TASKS FOR THIS EXERCISE –
a - Answer these questions from the text on biblical rape law:
(i) Which verses does it cite as showing that Lot did not perceive sex occurring on either night?
(ii) Under Exodus 21:20, what must happen to anyone who beats a male or female slave with a rod if the slave dies as a direct result?
(iii) Which two passages in Genesis does it say require that murder of or by a man or woman be of equal weight?
b - Write a continuation of the text on biblical rape law, starting after its final sentence.
══ DOCUMENT EXTRACT
Deuteronomy 22:25-26--"But if out in the country a man happens to meet a young woman pledged to be married and rapes her, only the man who has done this shall die.  This case is like that of someone who attacks and murders a neighbor,"


The punishment for incestuous or any other rape, clearly, is death only for the rapist.  Incest of various kinds is a capital sin on its own (Leviticus 20:11-12, for instance), but Lot did not consent to the incest and, according to the literal words of the text, did not even perceive that sex of any kind was occurring on either night (Genesis 19:33, 35).  Though it could still be deduced from the nature of rape and what the Bible says about incest--for a rape victim has no choice even if the sex they are an unwilling participant in would otherwise be immoral--Deuteronomy 22:25-27 does say to only kill the rapist.  In addition to not saying anything that contradicts gender equality in handling rape, and it is the case that women can and do commit sexual assault (and thus would have to deserve the same penalty), the text also says rape is like murder.  In light of this, all of the verses in the Bible condemning murder at least indirectly also condemn rape, as Deuteronomy treats rape as at least as terrible (and it can be far worse, since the victim of murder has no more pain in this world, but this is not the case for a surviving rape victim).  However, just to emphasize the severity of murder as another capital sin and the explicit gender equality in how the Bible handles murder and thus rape, see the following verses in Exodus alone:


Exodus 20:13--"You shall not murder."

Exodus 21:12, 14--"Anyone who strikes a person with a fatal blow is to be put to death . . . But if anyone schemes and kills someone deliberately, that person is to be taken from my altar and put to death."

Exodus 21:20--"Anyone who beats their male or female slave with a rod must be punished if the slave dies as a direct result,"


Exodus 20:13 condemns all murder of and by all people.  Nothing qualifies it as pertaining to one gender or the other, and even if it did, verses like Genesis 1:26-27 and 5:1-2 would still necessitate that according to the Bible, not just independent logical necessity, the murder of or committed by a man or woman is of equal weight--and the same is true of the Biblical stance on rape, though if the Bible denied such a thing, it could not possibly be true on this issue since it would contradict the necessary truths of logic.  Genesis 9:6, Exodus 21:12-14, like Numbers 35:16-21, 30-31, and Deuteronomy 19:11-13 say that all murder is to be punished with death.  Exodus 21:20 explicitly mentions that perpetrators who unjustly kill male and female slaves are to face the aforementioned punishment, which would left to itself require the same of murdering free men and women even aside from all the other sexist logical and Biblical errors here.  Of course, other assaults and deaths are treated identically for male and female victims even on the level of explicit wording (as in Exodus 21:15, 26-27, 28-32, Deuteronomy 12:31, and 18:10).
════
══ MATERIAL PROVIDED
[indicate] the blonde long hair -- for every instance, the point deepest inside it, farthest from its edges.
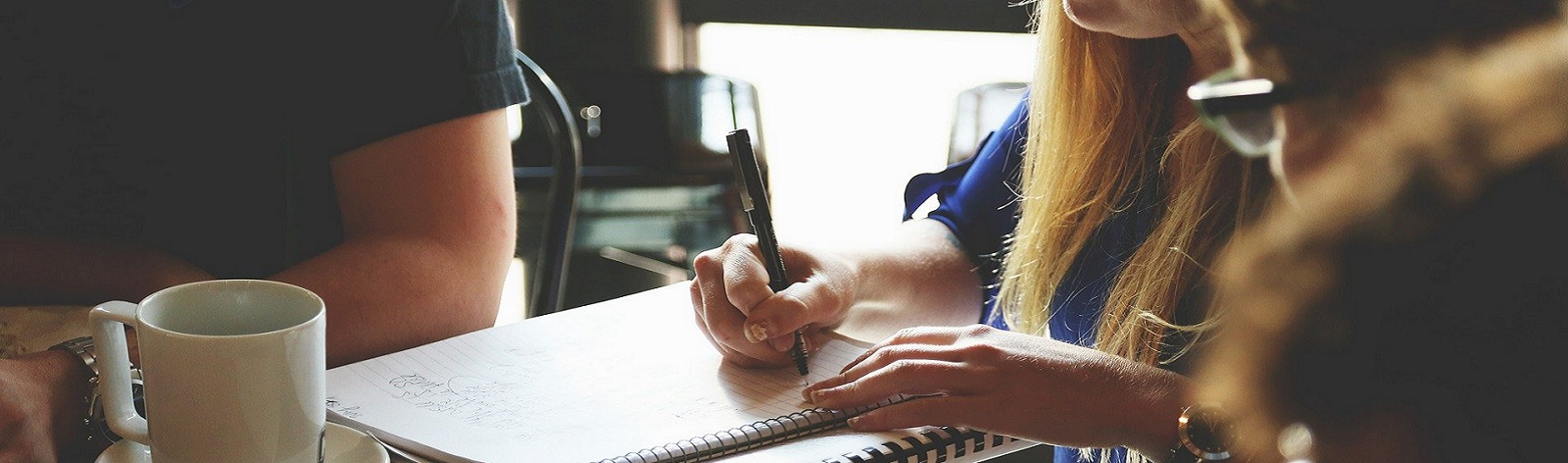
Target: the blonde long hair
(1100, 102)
════
══ MATERIAL PROVIDED
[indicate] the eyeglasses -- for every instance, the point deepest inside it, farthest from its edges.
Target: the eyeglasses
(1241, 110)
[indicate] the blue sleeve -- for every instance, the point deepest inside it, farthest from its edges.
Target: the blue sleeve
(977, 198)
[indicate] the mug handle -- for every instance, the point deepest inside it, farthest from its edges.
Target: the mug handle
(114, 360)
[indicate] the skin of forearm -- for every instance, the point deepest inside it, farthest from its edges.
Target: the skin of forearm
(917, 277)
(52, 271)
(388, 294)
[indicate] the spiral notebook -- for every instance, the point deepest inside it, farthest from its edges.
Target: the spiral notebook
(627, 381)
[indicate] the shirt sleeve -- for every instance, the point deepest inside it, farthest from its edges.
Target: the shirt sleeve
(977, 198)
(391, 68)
════
══ MATERIAL PROVIDED
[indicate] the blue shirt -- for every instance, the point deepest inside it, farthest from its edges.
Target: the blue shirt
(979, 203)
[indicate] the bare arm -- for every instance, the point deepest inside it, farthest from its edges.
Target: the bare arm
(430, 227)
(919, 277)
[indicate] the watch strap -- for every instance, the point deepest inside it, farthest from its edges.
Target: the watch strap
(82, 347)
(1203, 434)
════
RESULTS FOR THE EXERCISE –
a -
(i) Genesis 19:33, 35.
(ii) That person must be punished.
(iii) Genesis 1:26-27 and 5:1-2.

b -
Even if Lot himself had raped his daughters, and no one does this in the story, he could not deserve rape himself because no one does according to the very same Bible that in a highly different, extremely limited context prescribes "eye for eye" punishment.  He is also of course not to be neglected as a rape victim on the basis of his gender and that of his rapists.  The Bible not only does not say anything that discriminates against male victims of sexual assault, including rape enacted by women, and it not only says things that explicitly affirm overarching gender equality (Genesis 1:26-27) and gender equality in particular cases of sin (such as Exodus 21:26-27, Leviticus 20:15-16, and Deuteronomy 12:31), but it also gives an example of women raping a man very early on.  Lot might be a terrible person, just not as bad as the people around him who are killed by God in Sodom and Gomorrah or the daughters who rape him, but he is also an example of how the Bible does not shy away from women who commit rape or other forms of sexual assault against men (see also Genesis 39:6-12 and Deuteronomy 25:1-12).  His incestuous rape was rape, it was not justice, and it deserved the death of both daughters according to the Bible's direct moral doctrines.

Logic, people.  It is very fucking helpful.